═══ RECORDS FOR PROCESSING

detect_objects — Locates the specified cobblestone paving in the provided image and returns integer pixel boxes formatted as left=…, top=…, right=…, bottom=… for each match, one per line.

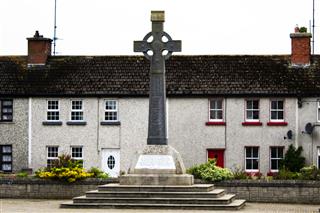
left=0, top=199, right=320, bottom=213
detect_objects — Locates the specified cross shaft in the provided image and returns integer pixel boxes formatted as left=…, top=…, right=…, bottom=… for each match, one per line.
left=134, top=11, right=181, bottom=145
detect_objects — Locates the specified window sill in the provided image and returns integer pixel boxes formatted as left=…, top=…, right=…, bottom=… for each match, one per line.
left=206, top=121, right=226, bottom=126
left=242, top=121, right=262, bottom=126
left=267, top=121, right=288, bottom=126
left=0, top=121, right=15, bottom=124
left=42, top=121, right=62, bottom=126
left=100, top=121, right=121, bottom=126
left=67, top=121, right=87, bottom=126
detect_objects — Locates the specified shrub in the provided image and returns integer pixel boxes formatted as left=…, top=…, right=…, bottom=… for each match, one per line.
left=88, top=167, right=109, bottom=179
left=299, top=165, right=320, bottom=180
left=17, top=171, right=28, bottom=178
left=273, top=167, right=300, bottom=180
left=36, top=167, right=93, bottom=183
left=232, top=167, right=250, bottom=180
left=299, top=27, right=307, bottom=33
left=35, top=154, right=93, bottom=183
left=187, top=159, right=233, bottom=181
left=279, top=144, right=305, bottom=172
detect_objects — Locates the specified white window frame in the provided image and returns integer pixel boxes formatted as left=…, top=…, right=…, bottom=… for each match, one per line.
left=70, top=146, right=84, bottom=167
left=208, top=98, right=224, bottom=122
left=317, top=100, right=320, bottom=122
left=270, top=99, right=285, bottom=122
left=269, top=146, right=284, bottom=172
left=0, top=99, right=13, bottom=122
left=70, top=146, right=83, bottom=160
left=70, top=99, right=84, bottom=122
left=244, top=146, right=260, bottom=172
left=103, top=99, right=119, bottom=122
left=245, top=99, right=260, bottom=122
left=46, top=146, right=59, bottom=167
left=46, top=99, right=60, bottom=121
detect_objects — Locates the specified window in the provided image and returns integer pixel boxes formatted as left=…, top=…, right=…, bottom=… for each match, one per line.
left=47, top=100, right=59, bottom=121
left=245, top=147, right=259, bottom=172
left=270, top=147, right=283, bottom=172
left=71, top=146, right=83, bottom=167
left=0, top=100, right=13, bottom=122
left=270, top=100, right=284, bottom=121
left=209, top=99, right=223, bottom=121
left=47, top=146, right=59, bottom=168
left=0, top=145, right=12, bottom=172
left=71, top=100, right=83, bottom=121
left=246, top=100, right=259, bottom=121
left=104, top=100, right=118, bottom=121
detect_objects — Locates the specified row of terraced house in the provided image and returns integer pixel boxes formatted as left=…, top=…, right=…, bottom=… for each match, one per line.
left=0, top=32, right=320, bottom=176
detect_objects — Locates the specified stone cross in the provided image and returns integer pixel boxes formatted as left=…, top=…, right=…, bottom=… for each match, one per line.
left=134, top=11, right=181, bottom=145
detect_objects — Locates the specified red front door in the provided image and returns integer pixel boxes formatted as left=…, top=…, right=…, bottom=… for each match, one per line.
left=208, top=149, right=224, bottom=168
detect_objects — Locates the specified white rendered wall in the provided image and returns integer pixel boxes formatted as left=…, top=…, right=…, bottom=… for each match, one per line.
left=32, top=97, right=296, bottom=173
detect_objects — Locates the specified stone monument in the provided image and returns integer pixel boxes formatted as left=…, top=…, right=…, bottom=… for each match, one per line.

══════

:: AIM ::
Reproduce word for word the part of the lines that opens with the line containing "detect_objects — Locates the specified row" and closes with the line containing "left=0, top=32, right=320, bottom=176", both of those lines included.

:: EXPECTED ANSWER ::
detect_objects — Locates the specified row of terraced house in the provided image and returns integer pixel boxes formatted as left=…, top=…, right=…, bottom=… for each match, one per line.
left=0, top=32, right=320, bottom=176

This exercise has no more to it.